### DOCUMENT SEGMENT
↓

When it comes to your finances, positive affirmations, a willingness to learn, and a good attitude are a plus. However, none of these attributes will help you grow your bank account unless you back them up with some action.
To add to that, far too many people are plagued with bad financial habits as well. Whether it boils down to overspending, not being realistic, or not setting goals, it’s much easier to bury your head in the sand than to make an uncomfortable change.
6 Reasons You’re Not Saving Money
If you’re not saving money, the first question to answer is “why?” If you’re drawing a blank, here are six possible scenarios that might apply in your situation:
You’re wasting money haphazardly.
If you’re spending all you make or more each month, you should do your best to locate your “budget drains,” says Peter Huminski, President and Wealth Advisor at Thorium Wealth Management.
Wasteful spending can come in many different forms, and it’s not the same for each person. For someone, weekly stops at the local mall might be a problem. For another, it might be an addiction to pricey electronics and gadgets.
For a large percentage of people, however, it’s food spending that’s to blame for their money troubles. If you’re heading out to a restaurant for lunch each day, for example, you could literally be eating your savings away.
“Stop going to out to lunch at work and bring your own lunch,” says Huminski. “If you have a job that is conducive to bringing your own lunch, you can save over $50 per week. That is $2,600 per year. If you do it for 10 years you would have saved over $26,000 and you will be healthier as well.”
You don’t have any goals.

↑

### PROVIDED RECORDS
↓

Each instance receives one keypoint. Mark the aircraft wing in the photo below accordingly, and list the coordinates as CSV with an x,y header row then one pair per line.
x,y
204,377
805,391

↑
↓

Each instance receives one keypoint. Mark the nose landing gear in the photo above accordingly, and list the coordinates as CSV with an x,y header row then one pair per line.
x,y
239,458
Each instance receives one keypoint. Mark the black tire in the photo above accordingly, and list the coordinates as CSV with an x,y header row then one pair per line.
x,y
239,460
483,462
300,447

↑

### PROBLEM STATEMENT
According to the passage on saving money, how much per year does Huminski say bringing your own lunch to work can save? Rely only on the text itself.

### RESPONSE
$2,600 per year.